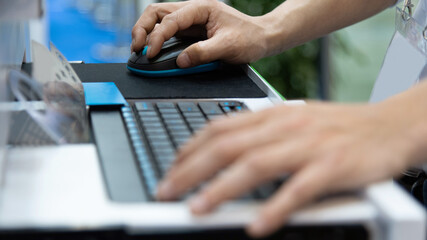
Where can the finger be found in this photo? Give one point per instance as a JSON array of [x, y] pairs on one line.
[[209, 159], [152, 15], [250, 170], [311, 182], [196, 31], [181, 19], [202, 52]]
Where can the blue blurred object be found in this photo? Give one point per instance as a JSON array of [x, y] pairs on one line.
[[94, 31], [103, 94]]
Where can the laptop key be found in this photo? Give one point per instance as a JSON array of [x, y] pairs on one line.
[[168, 110], [197, 126], [148, 125], [193, 114], [213, 117], [162, 105], [180, 141], [177, 127], [196, 120], [159, 130], [210, 108], [171, 116], [188, 107], [150, 119], [181, 134], [148, 114], [174, 122], [144, 106], [230, 104]]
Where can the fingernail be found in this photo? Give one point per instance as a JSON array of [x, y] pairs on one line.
[[148, 50], [184, 60], [166, 191], [258, 227], [132, 44], [199, 204]]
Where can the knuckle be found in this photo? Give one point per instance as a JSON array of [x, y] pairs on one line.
[[255, 163], [135, 31], [197, 54], [215, 128], [223, 148], [152, 7]]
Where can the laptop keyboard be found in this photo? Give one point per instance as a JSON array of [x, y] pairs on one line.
[[158, 129]]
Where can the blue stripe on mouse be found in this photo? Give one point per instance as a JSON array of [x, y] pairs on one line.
[[164, 64]]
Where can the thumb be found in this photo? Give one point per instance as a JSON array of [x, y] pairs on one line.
[[200, 53]]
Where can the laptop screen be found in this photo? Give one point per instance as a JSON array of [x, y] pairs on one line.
[[4, 118]]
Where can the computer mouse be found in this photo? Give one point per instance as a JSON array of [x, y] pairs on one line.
[[164, 64]]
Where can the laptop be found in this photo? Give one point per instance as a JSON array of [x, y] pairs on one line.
[[105, 187]]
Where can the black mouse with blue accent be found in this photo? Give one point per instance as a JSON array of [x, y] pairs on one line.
[[164, 64]]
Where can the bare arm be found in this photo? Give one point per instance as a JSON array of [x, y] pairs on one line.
[[297, 21], [238, 38]]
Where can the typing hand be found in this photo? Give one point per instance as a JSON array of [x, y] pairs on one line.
[[232, 36], [326, 147]]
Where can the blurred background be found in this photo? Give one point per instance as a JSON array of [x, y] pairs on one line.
[[341, 67]]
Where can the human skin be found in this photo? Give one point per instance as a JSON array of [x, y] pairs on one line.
[[326, 147]]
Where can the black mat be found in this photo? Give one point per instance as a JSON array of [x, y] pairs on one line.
[[226, 82]]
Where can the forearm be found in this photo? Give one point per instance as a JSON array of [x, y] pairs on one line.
[[297, 21], [409, 110]]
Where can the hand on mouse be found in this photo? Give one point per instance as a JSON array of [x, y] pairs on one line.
[[326, 147], [232, 35]]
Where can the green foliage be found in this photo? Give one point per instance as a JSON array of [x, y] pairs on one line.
[[292, 73]]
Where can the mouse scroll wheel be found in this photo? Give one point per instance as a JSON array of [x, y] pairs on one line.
[[144, 52]]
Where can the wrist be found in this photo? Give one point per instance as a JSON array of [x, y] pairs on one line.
[[407, 114]]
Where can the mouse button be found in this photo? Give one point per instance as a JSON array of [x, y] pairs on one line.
[[171, 41], [144, 52], [169, 55], [134, 57]]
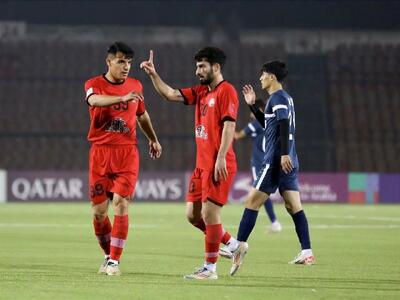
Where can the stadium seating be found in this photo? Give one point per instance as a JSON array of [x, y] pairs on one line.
[[45, 118]]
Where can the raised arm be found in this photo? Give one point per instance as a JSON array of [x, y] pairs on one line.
[[104, 100], [155, 148], [166, 91], [240, 134], [250, 98]]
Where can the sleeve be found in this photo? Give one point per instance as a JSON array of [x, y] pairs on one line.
[[189, 95], [91, 89], [280, 107], [141, 109], [259, 128], [229, 103], [250, 129]]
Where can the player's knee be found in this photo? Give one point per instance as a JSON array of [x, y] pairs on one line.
[[253, 203], [100, 216], [288, 207]]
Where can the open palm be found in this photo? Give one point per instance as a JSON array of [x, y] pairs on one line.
[[249, 94]]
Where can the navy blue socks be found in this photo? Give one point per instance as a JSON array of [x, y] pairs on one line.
[[247, 223], [270, 210]]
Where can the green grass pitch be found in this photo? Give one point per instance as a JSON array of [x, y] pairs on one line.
[[48, 251]]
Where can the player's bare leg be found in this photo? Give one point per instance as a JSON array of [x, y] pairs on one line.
[[195, 217], [119, 233], [255, 199], [294, 208], [102, 228], [212, 218]]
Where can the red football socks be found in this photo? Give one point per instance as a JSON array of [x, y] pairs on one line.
[[118, 236], [201, 225], [102, 231], [212, 241], [226, 236]]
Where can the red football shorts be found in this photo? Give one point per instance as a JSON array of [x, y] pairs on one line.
[[202, 186], [112, 169]]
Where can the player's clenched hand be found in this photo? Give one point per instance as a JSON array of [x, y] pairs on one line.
[[286, 164], [249, 94], [155, 149], [220, 170], [148, 65], [132, 96]]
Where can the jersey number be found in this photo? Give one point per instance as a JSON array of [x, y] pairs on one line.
[[121, 106]]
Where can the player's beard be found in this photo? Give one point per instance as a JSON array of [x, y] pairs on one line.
[[207, 79]]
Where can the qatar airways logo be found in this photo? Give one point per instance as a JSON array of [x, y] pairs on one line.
[[211, 103], [118, 125], [201, 132]]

■ EXERCISE DETAILS
Reproduce all of the records above word for word, and leave the pictures out.

■ RESPONSE TO THIS EXERCISE
Where can the finger be found in this photo? Give one point per instance as a JSON array of [x, y] pairs on one line.
[[209, 159], [152, 15], [250, 170], [311, 182], [196, 31], [181, 19], [202, 52]]
Where can the blue blurred object be found in this photo? Give one point per instance as a JSON array of [x, y] pairs on one line.
[[94, 31], [103, 94]]
Where can the laptop key be found in this photo? Give one point per instance as a JSON array of [x, y] pairs on one line.
[[168, 110], [197, 126], [148, 125], [193, 114], [213, 117], [162, 105], [180, 141], [177, 127], [196, 120], [159, 130], [210, 108], [171, 116], [188, 107], [150, 119], [181, 134], [148, 114], [174, 122], [144, 106], [230, 104]]
Where can the fingernail be found in this photo? Give one point per instance as a JSON array of [x, y] pairs on one line.
[[148, 50], [184, 60], [166, 191], [258, 227], [132, 44], [199, 204]]
Where can the knuckle be found in this photo? Give one point per instance as a JSON array of [x, y] pairs on one line.
[[255, 163], [135, 31], [197, 54], [215, 128], [223, 148], [152, 7]]
Where can the laptop keyboard be found in this photo? Give one point per instance as a JSON array of [x, y] pairs on one line.
[[158, 129]]
Where can the blue stripe on mouse be found in this photo? Give one point per instance as a JSON array of [x, y] pairs on one line.
[[164, 64]]
Where can the thumb be found in this photo? Give one point per instance as a JSON array of [x, y] pairs on one line.
[[200, 53]]
Where can the laptop screen be found in this photo? Give one point per instance as a JSON array of [x, y] pairs on one line.
[[4, 118]]
Where can the computer mouse be found in this photo? Give one point per instance as a JSON array of [x, y] pairs on one line.
[[164, 64]]
Where can the laptop be found in this photo? Give one point per instance as a JSON array of [x, y] pairs on one line.
[[105, 187]]
Where can the black mouse with blue accent be found in this photo? Give one point per instance as a JSON array of [x, y] pairs on one line.
[[164, 64]]
Where can the bare arm be found in this photo? Give one point per instance as a JSON array of [x, y] pairs on one line.
[[297, 21], [238, 38]]
Where can the typing hand be found in this photo? Give one point per instance as a JSON array of [x, y] pairs on one line.
[[232, 36], [326, 147]]
Where can the blurred background be found in this photo? Give one point per instance as a JSON array of [x, y] pairs on one line.
[[341, 67]]
Where can the human skin be found in this photo? Give one point per instance as a JSON array of [x, y] pairs on one line.
[[326, 147]]
Where can the black mat be found in this photo? Give one point per instance as a JSON array of [x, y] pairs on one line.
[[226, 82]]
Where can the forearm be found in this photo? Give one point per instance as a JSON array of [x, y] pairs on one line.
[[297, 21], [409, 110]]
Where can the hand on mouse be found in this photo? Give one point per instance as a JSON array of [x, y] pairs on one line.
[[326, 147], [232, 35]]
Where can the green foliage be found in this photo? Give one point per instance as a JSON array of [x, y] pairs on one line.
[[292, 73]]
Where can the mouse scroll wheel be found in this photo? Give one point per instance as a JSON array of [x, y] pairs on one line.
[[144, 52]]
Where can the wrist be found in this photo? Give one point per instance as a JSON array of [x, y] pairs on one line.
[[407, 114]]
Where can the mouse button be found in this photo? Give one point per instance as a JSON array of [x, y] pairs on one line.
[[171, 41], [144, 52], [169, 55], [134, 57]]
Where can the stadium seating be found in this photo? Give one point per instance as a JSON array of [x, y] pairs on one line.
[[45, 118]]
Where can the raised arm be found in this photo? Give one point per instance as a JSON array of [x, y] pairs on one line.
[[104, 100], [155, 148], [166, 91], [240, 134], [250, 98]]
Where can the sleeve be found in this photo? Give one point per instance as a JSON array of [x, y] pairs on one line.
[[189, 95], [91, 89], [280, 107], [141, 109], [259, 128], [229, 103], [250, 129]]
Where can the player's knee be found in this photo? Give one point per instance as a JSON array of [x, y] pairs on one line.
[[253, 203], [100, 216], [288, 207]]
Where can the open palm be found in this photo? Give one point per instance as a JSON array of [x, y] pairs on one line.
[[249, 94]]
Where can the navy blue socks be found in this photo? Give one point per instance as a JSON array of [x, y] pairs on one line.
[[247, 223], [270, 210]]
Where can the green grass pitch be found in this photo? Give one point per instance as a JSON array of [x, y] pairs on one line.
[[48, 251]]
Where can the player's bare leg be found in this photo? Give one point per instance as a JSON array of [x, y] pairs on one line.
[[195, 217], [119, 233], [255, 199], [294, 208], [102, 228], [212, 218]]
Where can the red football socks be found in this photo? Give one point per instance as a JSON array of [x, y] pairs on one line.
[[118, 236], [201, 225], [102, 231], [212, 241], [226, 236]]
Where can the red football shorts be found in this photo? Give one point per instance as a JSON array of [x, y] pairs on one line.
[[202, 186], [112, 169]]
Where can the player's clenched hand be found in this photo? Give one point per instance as a JSON array of [x, y] pairs on one line.
[[286, 164], [249, 94], [155, 149], [220, 170], [148, 65], [132, 96]]
Where can the jersey number be found in this photo? Give one point per instance as a JSON array of [x, y] pairs on one line.
[[121, 106]]
Where can the player's beard be found in this photo? Give one point per instance as a JSON array of [x, y] pairs on one line.
[[207, 79]]
Where can the qatar airways logo be found in this photo? Give one point per instance as a JSON array of [x, y] pairs on one line.
[[211, 103], [118, 125], [201, 132]]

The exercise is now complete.